#### [Source records]
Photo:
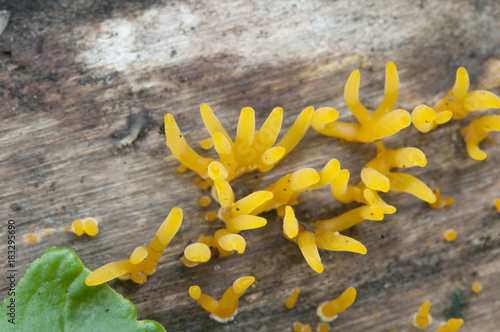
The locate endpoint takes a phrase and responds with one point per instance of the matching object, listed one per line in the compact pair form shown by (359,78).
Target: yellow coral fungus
(426,119)
(309,242)
(224,310)
(143,260)
(88,226)
(377,175)
(328,311)
(383,122)
(441,201)
(250,150)
(292,299)
(477,287)
(461,102)
(477,131)
(452,325)
(450,235)
(422,318)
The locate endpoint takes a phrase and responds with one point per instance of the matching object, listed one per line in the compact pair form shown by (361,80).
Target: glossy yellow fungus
(197,252)
(441,201)
(143,260)
(251,150)
(224,310)
(309,242)
(206,144)
(450,235)
(422,318)
(204,201)
(88,226)
(426,119)
(461,102)
(292,299)
(323,327)
(377,173)
(452,325)
(328,311)
(477,131)
(477,287)
(383,122)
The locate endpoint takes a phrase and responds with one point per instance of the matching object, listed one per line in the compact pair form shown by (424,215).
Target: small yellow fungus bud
(77,227)
(461,102)
(307,244)
(426,119)
(323,327)
(290,223)
(224,310)
(477,131)
(250,150)
(383,122)
(233,242)
(452,325)
(441,201)
(328,311)
(450,235)
(90,226)
(206,144)
(205,201)
(211,216)
(292,299)
(197,252)
(477,287)
(138,255)
(422,318)
(143,261)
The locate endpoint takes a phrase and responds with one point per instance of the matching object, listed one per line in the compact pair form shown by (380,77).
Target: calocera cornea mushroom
(377,173)
(371,126)
(426,119)
(224,310)
(328,311)
(461,102)
(88,226)
(143,261)
(250,150)
(309,241)
(422,318)
(452,325)
(477,131)
(292,299)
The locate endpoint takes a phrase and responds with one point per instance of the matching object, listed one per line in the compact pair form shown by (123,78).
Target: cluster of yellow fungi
(423,319)
(254,149)
(88,226)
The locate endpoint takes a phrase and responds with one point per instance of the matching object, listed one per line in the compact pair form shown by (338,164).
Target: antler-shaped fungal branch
(477,131)
(452,325)
(422,318)
(328,311)
(250,150)
(376,174)
(426,119)
(310,241)
(461,102)
(381,123)
(143,261)
(224,310)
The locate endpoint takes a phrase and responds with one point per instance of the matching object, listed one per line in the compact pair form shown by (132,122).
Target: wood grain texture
(75,74)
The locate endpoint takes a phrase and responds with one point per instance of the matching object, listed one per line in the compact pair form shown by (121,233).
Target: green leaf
(53,296)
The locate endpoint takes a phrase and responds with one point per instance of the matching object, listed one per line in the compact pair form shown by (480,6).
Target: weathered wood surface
(73,72)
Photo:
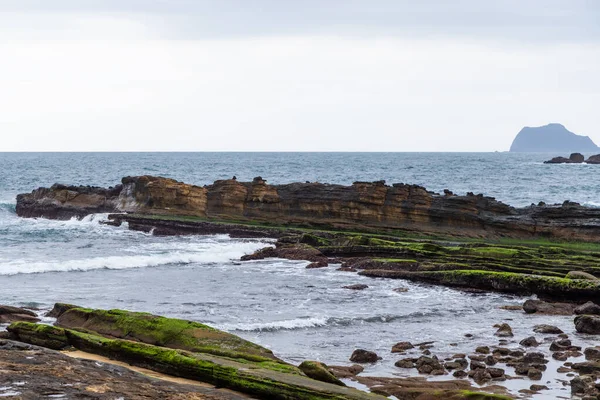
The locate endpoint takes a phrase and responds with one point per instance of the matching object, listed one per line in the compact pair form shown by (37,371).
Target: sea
(299,313)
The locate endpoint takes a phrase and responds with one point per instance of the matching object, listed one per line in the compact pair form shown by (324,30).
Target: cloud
(516,20)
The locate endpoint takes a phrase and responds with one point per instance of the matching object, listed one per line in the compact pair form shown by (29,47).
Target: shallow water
(299,313)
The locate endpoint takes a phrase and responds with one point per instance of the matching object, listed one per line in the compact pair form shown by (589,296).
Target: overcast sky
(278,75)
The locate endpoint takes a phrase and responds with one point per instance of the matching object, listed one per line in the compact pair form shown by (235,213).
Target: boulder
(581,275)
(9,314)
(547,329)
(504,330)
(402,346)
(358,286)
(587,324)
(364,356)
(592,353)
(317,264)
(319,372)
(588,308)
(542,307)
(529,342)
(595,159)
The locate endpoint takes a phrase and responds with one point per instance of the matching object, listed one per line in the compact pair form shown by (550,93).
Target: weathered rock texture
(363,205)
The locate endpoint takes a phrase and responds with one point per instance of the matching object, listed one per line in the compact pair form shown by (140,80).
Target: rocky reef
(362,206)
(230,367)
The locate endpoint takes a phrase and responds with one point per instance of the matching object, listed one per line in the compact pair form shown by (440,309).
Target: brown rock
(357,286)
(364,356)
(401,347)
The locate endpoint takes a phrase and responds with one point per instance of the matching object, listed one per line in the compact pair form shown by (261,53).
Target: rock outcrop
(551,138)
(365,206)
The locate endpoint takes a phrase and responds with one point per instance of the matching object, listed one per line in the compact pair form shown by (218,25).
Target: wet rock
(9,314)
(406,363)
(59,309)
(529,342)
(580,384)
(317,264)
(542,307)
(343,372)
(427,365)
(587,367)
(364,356)
(534,357)
(587,324)
(504,330)
(534,374)
(459,374)
(358,286)
(592,353)
(547,329)
(402,346)
(581,275)
(496,372)
(511,308)
(480,376)
(319,372)
(502,351)
(490,360)
(477,365)
(588,308)
(537,388)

#### [To do]
From the first line of the records through the line with "shown by (380,77).", reproduce each line exactly and leave the pictures out.

#### [Output for this task]
Photo:
The locate endpoint takes a phrase and responds with one point per instance of the matching object, listed one per line in the compact pair form shown by (359,78).
Target: yellow coral fungus
(426,119)
(309,242)
(224,310)
(143,260)
(88,226)
(377,175)
(328,311)
(383,122)
(441,201)
(250,150)
(292,299)
(477,287)
(461,102)
(477,131)
(452,325)
(450,235)
(422,318)
The locate endpoint takes a phrase and responds with one point per instance of the matching object, listed one per line in the compact pair form shown by (361,80).
Target: glossy yellow fungus
(197,252)
(441,201)
(143,260)
(251,150)
(224,310)
(309,242)
(206,144)
(450,235)
(422,318)
(204,201)
(88,226)
(426,119)
(461,102)
(292,299)
(323,327)
(377,173)
(452,325)
(328,311)
(477,131)
(477,287)
(383,122)
The locate endpoint takes a phrase and responds with one point per instance of the matching object, listed one per line in the compact pair form shown by (424,215).
Target: small yellow fungus bud
(77,227)
(461,102)
(307,244)
(426,119)
(323,327)
(290,223)
(224,310)
(477,131)
(250,150)
(383,122)
(233,242)
(452,325)
(441,201)
(328,311)
(450,235)
(90,226)
(206,144)
(205,201)
(211,216)
(292,299)
(197,252)
(477,287)
(138,255)
(422,318)
(143,261)
The locate endpoint takes a phrase and responds with one point per instance of the matching object, listed one per line in the compact pair form shown by (380,77).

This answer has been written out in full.